§ ACTIVITY A:
In the listing below, replace "rough mask" with "coarse mask" in the lines from the one with "Segment each target" up to and including the one with "box: [0, 20, 234, 351]", changing nothing else. Return only those lines.
━━━ TEXT SHOWN ━━━
I wrote a r function to compute the median by group:
varA<-rep(c(1:2),times=30)
df1<-data.frame(varA)
df1$var1 <- sample(500:1000, length(df1$varA))
df1 <- df1 %>% mutate(outcome=ifelse(varA==1, "Yes", "No"))
ctn_me<- function(df, var, group_var) {
df[[group_var]]<-as.character(df[[group_var]])
# df[[var]]<-as.numeric(df[[var]])
tbl1<-df %>%
bind_rows(mutate(., !!group_var := 'Total')) %>%
dplyr::group_by(gpvar=.[[group_var]])%>%
dplyr::summarise(
median=median(.[[var]], na.rm = TRUE),
N = n())
print(tbl1)
}
ctn_me(df1, "var1", "outcome")
It gave me results like this:
#### gpvar median N
#### <chr> <dbl> <int>
#### 1 No 734 30
#### 2 Total 734 60
#### 3 Yes 734 30
So it can count the number of rows within each group, but for the median, it returned the overall median instead by the group.
This gave me the results I wanted:
df1 %>% bind_rows(mutate(., outcome := 'Total')) %>%
dplyr::group_by(outcome)%>%
dplyr::summarise(
median=median(var1, na.rm = TRUE),
N = n())
━━━
§ ACTIVITY B:
Carry on the forum post about computing group medians with dplyr in R from where it stops.
━━━ MATERIAL SHOWN ━━━
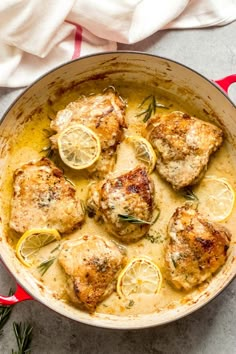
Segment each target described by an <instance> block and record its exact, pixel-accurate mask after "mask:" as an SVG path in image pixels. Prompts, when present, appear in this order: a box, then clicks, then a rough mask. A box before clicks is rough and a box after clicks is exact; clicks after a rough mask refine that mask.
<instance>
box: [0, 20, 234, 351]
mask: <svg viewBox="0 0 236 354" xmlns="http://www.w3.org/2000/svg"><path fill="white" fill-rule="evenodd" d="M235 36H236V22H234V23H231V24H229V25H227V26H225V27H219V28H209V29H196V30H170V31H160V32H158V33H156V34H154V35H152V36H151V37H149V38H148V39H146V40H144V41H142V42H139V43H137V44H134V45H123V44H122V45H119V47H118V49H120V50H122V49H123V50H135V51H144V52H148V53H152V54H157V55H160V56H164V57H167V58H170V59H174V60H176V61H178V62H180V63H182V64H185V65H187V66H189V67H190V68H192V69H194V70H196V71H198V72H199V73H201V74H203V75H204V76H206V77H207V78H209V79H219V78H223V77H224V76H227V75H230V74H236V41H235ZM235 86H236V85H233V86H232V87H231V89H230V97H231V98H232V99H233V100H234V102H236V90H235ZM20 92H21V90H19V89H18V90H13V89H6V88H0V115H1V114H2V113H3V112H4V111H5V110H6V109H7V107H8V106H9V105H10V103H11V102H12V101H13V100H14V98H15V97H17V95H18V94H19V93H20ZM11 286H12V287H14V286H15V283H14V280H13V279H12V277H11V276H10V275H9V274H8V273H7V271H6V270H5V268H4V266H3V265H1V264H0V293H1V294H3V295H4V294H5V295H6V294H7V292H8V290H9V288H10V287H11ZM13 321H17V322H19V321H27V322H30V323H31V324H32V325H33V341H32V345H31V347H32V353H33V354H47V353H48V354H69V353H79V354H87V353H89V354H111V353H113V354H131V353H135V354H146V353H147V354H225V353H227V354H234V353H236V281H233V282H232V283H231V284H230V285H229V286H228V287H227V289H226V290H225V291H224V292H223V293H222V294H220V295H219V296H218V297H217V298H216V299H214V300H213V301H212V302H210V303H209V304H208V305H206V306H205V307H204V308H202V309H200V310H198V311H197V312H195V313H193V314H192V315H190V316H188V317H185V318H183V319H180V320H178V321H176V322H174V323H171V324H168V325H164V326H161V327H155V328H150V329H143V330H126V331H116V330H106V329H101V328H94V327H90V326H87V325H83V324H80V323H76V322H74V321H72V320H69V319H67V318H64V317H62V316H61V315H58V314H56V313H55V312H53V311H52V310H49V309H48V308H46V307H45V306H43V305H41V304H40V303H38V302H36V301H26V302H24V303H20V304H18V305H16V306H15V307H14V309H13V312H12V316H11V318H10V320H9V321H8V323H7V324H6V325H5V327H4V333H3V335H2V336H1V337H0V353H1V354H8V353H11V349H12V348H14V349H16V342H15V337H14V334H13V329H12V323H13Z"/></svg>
━━━
━━━ MATERIAL SHOWN ━━━
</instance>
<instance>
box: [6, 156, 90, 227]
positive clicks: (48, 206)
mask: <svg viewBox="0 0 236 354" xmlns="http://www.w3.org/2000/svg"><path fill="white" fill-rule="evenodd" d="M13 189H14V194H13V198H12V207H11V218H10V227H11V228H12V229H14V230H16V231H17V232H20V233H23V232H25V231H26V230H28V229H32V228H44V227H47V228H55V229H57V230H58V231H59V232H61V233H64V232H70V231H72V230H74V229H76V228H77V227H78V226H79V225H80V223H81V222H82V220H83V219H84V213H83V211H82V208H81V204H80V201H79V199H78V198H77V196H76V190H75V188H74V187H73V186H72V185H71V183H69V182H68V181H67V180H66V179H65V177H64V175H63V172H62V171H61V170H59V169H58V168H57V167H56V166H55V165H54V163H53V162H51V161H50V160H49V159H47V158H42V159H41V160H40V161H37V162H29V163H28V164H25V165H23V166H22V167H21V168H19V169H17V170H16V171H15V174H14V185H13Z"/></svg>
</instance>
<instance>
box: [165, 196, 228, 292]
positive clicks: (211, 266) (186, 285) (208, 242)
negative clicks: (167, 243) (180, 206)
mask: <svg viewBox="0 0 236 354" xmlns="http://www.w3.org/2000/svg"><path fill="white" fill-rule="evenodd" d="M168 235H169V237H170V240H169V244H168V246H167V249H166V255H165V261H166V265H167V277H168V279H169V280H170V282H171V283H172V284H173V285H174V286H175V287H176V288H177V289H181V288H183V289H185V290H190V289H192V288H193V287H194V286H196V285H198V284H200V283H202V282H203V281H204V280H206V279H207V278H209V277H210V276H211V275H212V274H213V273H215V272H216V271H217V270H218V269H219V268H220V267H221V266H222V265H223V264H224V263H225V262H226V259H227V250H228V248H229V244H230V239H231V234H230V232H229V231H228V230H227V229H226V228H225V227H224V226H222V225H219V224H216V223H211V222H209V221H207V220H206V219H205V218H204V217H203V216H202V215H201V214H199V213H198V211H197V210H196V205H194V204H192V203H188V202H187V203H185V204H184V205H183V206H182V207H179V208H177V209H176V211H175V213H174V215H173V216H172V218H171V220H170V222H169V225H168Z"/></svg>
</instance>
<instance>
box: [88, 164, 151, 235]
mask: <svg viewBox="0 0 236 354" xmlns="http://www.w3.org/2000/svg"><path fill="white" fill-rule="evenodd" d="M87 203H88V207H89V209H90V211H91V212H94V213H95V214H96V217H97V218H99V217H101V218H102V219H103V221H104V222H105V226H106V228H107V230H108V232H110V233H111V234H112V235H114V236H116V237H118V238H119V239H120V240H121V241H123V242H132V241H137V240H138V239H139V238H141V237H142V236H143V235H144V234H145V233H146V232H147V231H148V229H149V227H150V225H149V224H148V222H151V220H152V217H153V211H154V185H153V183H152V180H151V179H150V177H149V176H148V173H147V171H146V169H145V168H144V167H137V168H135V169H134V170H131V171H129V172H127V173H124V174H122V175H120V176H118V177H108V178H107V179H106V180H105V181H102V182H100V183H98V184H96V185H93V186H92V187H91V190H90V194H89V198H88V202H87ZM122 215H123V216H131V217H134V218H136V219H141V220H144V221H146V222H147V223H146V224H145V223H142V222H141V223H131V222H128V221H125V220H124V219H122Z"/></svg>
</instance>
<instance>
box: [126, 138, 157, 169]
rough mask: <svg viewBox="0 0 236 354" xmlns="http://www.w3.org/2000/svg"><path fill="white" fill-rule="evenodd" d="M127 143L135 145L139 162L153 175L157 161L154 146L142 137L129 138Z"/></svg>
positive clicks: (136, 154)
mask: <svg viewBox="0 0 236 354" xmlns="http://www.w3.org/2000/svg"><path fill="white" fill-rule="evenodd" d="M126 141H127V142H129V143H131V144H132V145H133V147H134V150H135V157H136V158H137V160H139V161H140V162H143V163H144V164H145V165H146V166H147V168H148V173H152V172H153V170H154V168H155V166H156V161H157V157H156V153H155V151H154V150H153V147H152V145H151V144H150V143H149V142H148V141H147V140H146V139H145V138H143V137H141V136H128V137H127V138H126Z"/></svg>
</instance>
━━━
§ YOUR RESPONSE A:
Segment each target described by an <instance> block and record its exact, pixel-accurate mask after "mask:" as an SVG path in image pixels. Prompts, when present, appear in this order: a box, then clicks, then a coarse mask. A box before clicks is rough and a box after clicks is exact; clicks after a coarse mask refine that mask.
<instance>
box: [0, 20, 234, 351]

§ YOUR RESPONSE B:
# A tibble: 3 x 3
# outcome median N
# <chr> <dbl> <int>
# 1 No 713 30
# 2 Total 734 60
# 3 Yes 788. 30
I was trying to figure out what was wrong with my r function. Can anyone let me know? Thanks!
CodePudding user response:
Try this for non-standard evaluation.
ctn_me<- function(df, var, group_var) {
df[[group_var]]<-as.character(df[[group_var]])
# df[[var]]<-as.numeric(df[[var]])
tbl1<-df %>%
bind_rows(mutate(., !!group_var := 'Total')) %>%
dplyr::group_by(.data[[group_var]])%>%
dplyr::summarise(
median=median(.data[[var]], na.rm = TRUE),
N = n())
print(tbl1)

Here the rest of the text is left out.